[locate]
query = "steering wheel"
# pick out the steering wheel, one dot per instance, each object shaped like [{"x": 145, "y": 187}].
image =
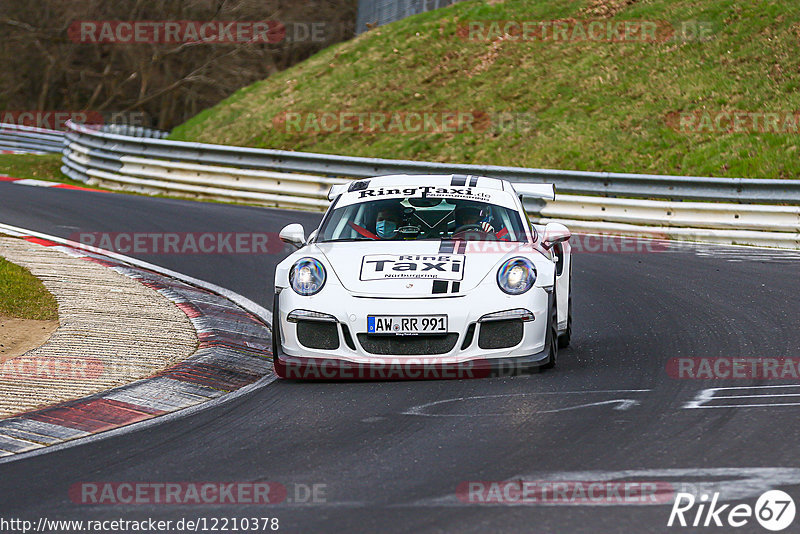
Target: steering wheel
[{"x": 467, "y": 227}]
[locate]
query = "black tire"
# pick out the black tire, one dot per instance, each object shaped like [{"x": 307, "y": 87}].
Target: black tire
[
  {"x": 552, "y": 340},
  {"x": 565, "y": 338}
]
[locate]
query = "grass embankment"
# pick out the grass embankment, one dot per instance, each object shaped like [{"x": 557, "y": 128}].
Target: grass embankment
[
  {"x": 23, "y": 296},
  {"x": 37, "y": 166},
  {"x": 602, "y": 106}
]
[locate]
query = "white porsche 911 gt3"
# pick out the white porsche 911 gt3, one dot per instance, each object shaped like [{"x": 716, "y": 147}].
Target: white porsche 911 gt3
[{"x": 411, "y": 274}]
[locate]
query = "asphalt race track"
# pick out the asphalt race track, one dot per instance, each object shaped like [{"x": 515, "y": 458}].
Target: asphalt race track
[{"x": 391, "y": 455}]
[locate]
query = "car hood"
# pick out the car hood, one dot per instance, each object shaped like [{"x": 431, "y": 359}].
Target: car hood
[{"x": 422, "y": 269}]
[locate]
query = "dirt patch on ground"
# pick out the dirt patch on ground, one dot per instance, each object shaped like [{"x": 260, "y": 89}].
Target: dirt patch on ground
[
  {"x": 18, "y": 336},
  {"x": 605, "y": 8}
]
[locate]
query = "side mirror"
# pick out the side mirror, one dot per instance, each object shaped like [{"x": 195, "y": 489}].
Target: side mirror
[
  {"x": 293, "y": 234},
  {"x": 555, "y": 233}
]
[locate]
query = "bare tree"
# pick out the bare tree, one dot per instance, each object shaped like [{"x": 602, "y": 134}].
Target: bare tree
[{"x": 47, "y": 68}]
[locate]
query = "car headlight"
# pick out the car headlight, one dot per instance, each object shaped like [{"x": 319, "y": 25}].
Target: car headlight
[
  {"x": 516, "y": 276},
  {"x": 307, "y": 277}
]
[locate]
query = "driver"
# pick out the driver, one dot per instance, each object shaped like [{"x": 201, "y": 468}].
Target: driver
[
  {"x": 471, "y": 216},
  {"x": 387, "y": 221}
]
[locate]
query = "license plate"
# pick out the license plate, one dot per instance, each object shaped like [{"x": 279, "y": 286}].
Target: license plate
[{"x": 407, "y": 324}]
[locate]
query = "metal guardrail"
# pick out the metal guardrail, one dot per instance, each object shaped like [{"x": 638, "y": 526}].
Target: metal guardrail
[
  {"x": 106, "y": 146},
  {"x": 372, "y": 13},
  {"x": 27, "y": 139},
  {"x": 730, "y": 210}
]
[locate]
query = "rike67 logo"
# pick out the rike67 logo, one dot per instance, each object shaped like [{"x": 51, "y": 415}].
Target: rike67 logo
[{"x": 774, "y": 510}]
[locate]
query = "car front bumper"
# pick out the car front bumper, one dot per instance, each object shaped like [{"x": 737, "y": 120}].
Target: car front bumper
[{"x": 358, "y": 354}]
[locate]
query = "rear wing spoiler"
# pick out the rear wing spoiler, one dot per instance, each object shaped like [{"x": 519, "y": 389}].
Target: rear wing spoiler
[{"x": 543, "y": 191}]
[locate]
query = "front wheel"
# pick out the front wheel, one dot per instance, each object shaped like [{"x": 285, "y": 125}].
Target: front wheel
[{"x": 565, "y": 338}]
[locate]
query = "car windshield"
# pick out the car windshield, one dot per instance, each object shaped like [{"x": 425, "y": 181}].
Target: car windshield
[{"x": 419, "y": 218}]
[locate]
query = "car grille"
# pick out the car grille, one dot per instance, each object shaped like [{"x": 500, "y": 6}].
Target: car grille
[
  {"x": 408, "y": 345},
  {"x": 500, "y": 334},
  {"x": 318, "y": 335}
]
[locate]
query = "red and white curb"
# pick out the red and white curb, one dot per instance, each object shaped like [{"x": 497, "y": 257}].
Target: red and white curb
[
  {"x": 44, "y": 183},
  {"x": 234, "y": 352}
]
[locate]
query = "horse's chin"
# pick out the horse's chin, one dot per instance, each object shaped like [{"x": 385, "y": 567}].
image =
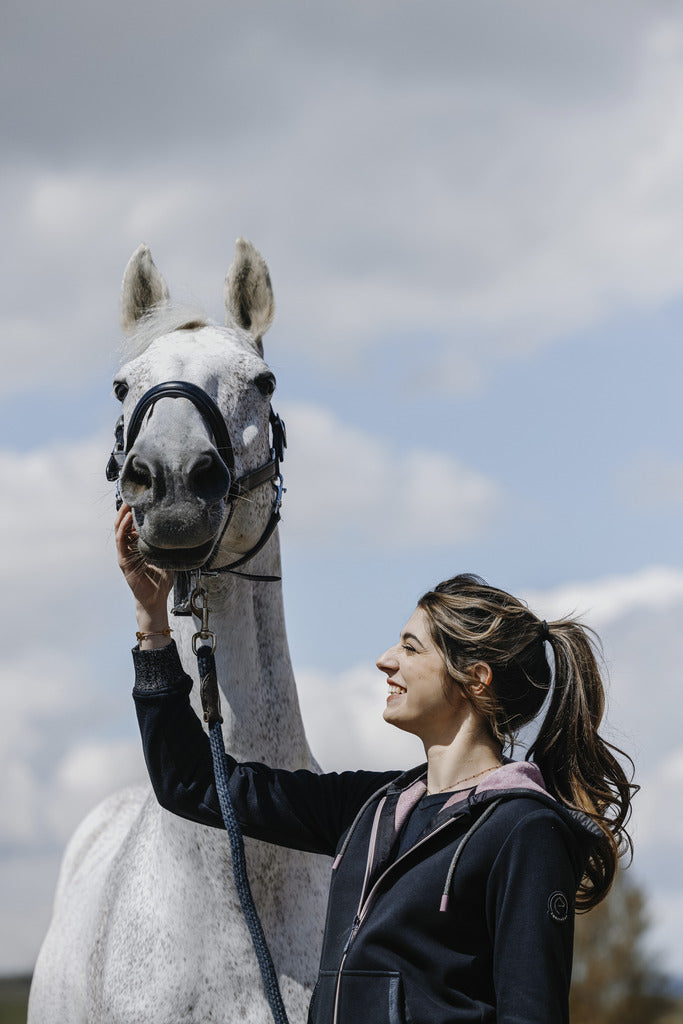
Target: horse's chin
[{"x": 177, "y": 559}]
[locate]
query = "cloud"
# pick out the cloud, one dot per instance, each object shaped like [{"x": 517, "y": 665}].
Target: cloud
[
  {"x": 484, "y": 199},
  {"x": 347, "y": 485},
  {"x": 652, "y": 482},
  {"x": 602, "y": 601}
]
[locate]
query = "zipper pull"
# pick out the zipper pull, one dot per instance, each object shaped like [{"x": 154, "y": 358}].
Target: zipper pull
[{"x": 351, "y": 934}]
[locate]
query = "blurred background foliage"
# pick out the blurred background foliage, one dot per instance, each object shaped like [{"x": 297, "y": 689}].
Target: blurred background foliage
[{"x": 616, "y": 979}]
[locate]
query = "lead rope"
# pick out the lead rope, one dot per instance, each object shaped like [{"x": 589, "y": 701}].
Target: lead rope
[{"x": 211, "y": 706}]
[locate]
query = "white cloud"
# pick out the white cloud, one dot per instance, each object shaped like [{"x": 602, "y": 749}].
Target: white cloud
[
  {"x": 535, "y": 198},
  {"x": 652, "y": 482},
  {"x": 602, "y": 601},
  {"x": 347, "y": 485}
]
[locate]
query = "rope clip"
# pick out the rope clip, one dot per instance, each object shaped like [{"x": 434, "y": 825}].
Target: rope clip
[{"x": 199, "y": 602}]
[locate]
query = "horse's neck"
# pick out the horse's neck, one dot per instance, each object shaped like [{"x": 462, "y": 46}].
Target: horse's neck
[{"x": 259, "y": 704}]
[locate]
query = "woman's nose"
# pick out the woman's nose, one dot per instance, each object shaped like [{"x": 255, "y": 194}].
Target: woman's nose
[{"x": 387, "y": 660}]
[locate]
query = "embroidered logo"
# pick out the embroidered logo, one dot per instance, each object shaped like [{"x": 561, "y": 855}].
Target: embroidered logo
[{"x": 558, "y": 907}]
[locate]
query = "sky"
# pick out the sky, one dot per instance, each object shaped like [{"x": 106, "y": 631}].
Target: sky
[{"x": 473, "y": 219}]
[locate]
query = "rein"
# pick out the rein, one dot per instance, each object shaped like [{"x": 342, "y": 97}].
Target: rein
[
  {"x": 204, "y": 641},
  {"x": 210, "y": 695}
]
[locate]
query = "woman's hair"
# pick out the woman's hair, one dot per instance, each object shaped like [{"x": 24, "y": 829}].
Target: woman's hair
[{"x": 471, "y": 622}]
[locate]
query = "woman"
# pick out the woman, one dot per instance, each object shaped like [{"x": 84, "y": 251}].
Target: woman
[{"x": 454, "y": 885}]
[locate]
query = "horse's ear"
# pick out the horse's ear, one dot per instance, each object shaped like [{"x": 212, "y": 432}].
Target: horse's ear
[
  {"x": 142, "y": 289},
  {"x": 248, "y": 293}
]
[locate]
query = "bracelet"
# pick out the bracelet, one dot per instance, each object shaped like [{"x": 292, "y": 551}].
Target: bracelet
[{"x": 158, "y": 633}]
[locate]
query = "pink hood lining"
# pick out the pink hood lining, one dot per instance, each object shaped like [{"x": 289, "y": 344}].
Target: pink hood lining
[{"x": 514, "y": 775}]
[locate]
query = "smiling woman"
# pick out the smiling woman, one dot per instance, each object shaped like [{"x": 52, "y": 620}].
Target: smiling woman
[{"x": 454, "y": 884}]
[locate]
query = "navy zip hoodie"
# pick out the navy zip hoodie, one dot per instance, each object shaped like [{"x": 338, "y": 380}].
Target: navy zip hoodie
[{"x": 473, "y": 924}]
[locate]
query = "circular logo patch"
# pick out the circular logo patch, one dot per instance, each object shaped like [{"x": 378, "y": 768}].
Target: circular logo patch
[{"x": 558, "y": 906}]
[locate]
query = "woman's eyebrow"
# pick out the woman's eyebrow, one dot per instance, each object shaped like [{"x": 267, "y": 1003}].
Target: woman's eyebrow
[{"x": 412, "y": 636}]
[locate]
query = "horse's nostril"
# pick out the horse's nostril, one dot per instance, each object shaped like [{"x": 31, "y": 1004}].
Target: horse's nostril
[
  {"x": 208, "y": 477},
  {"x": 137, "y": 480},
  {"x": 138, "y": 473}
]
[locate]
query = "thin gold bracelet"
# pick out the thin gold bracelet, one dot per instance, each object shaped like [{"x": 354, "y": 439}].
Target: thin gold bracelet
[{"x": 158, "y": 633}]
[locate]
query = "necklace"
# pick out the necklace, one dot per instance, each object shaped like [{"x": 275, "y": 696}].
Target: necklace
[{"x": 453, "y": 785}]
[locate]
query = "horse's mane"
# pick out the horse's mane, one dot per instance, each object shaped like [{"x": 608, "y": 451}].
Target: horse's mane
[{"x": 162, "y": 320}]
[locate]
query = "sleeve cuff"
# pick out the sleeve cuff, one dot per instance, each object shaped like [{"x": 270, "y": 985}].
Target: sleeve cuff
[{"x": 159, "y": 670}]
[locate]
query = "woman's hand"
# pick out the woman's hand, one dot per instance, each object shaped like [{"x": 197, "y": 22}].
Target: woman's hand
[{"x": 151, "y": 586}]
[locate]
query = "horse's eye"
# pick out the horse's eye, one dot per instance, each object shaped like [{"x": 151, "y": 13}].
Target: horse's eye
[{"x": 266, "y": 384}]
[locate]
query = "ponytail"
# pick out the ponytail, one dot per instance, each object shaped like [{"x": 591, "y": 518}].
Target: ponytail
[
  {"x": 578, "y": 765},
  {"x": 471, "y": 622}
]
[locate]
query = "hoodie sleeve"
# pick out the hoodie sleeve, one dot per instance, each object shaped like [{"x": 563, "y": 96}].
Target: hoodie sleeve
[
  {"x": 298, "y": 809},
  {"x": 530, "y": 909}
]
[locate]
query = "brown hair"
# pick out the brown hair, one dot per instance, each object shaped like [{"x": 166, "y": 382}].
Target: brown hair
[{"x": 471, "y": 622}]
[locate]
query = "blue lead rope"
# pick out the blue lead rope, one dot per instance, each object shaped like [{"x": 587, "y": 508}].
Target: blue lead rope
[{"x": 221, "y": 773}]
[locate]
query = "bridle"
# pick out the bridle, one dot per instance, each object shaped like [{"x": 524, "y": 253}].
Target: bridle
[{"x": 239, "y": 485}]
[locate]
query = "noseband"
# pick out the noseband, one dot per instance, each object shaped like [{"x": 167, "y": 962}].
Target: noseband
[{"x": 238, "y": 485}]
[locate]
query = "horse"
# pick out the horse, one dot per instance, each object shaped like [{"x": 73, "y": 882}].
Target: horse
[{"x": 146, "y": 924}]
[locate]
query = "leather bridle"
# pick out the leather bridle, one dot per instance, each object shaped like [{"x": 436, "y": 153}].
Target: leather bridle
[{"x": 239, "y": 485}]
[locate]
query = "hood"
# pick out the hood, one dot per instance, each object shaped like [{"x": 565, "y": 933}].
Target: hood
[{"x": 512, "y": 779}]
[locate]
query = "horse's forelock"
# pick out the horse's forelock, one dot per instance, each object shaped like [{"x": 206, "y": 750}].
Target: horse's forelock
[{"x": 157, "y": 323}]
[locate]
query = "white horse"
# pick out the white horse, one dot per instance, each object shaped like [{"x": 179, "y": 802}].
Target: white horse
[{"x": 146, "y": 924}]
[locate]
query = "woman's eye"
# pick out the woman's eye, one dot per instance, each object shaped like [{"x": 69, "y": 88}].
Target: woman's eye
[{"x": 266, "y": 384}]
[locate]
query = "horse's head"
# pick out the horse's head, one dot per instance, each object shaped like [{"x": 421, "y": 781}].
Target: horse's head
[{"x": 179, "y": 474}]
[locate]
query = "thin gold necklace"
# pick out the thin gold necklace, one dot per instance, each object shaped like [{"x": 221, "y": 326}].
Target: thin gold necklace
[{"x": 453, "y": 785}]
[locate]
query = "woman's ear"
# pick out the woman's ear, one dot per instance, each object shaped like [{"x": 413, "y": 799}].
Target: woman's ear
[{"x": 481, "y": 676}]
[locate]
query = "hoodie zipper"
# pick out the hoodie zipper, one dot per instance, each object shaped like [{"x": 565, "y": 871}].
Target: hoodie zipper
[{"x": 361, "y": 912}]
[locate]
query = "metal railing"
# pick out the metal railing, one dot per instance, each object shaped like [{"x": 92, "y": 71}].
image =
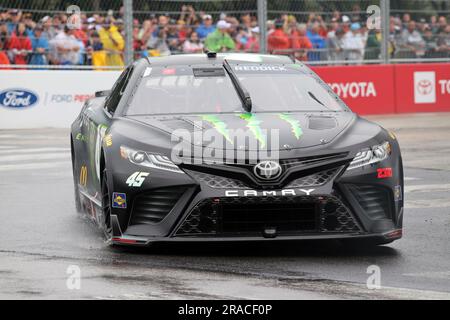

━━━━━━

EXERCISE AIM: Only lines holding "railing" are wanted; copy all of them from the listing.

RESPONSE TO THE TASK:
query = "metal railing"
# pick out the metal railing, one dot per instance, each object shaped like [{"x": 92, "y": 71}].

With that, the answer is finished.